Material for this exercise -

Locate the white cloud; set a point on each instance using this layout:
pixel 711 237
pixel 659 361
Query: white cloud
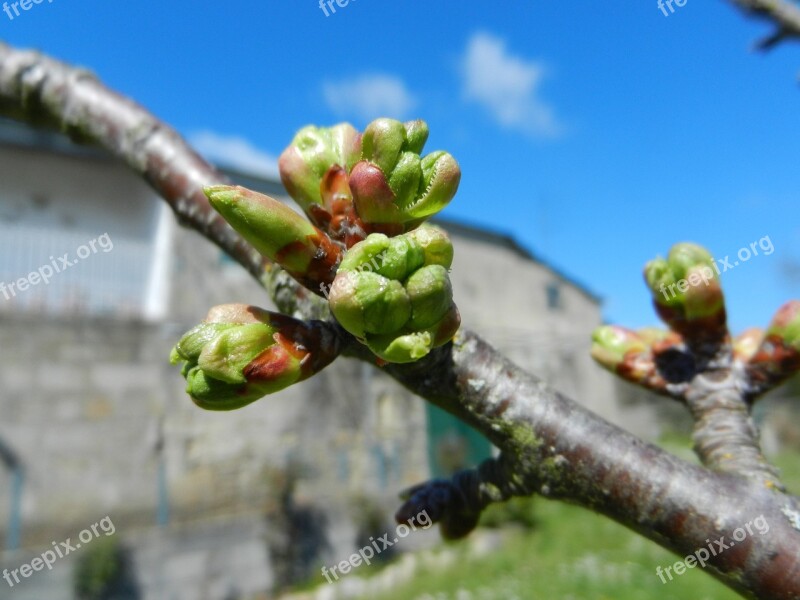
pixel 507 86
pixel 369 97
pixel 234 152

Stated problem - Return every line of the records above word for word, leaving out the pictures.

Correct output -
Locate the white cloud; set a point on each instance using this layout:
pixel 711 237
pixel 659 361
Query: white cloud
pixel 507 86
pixel 369 97
pixel 234 152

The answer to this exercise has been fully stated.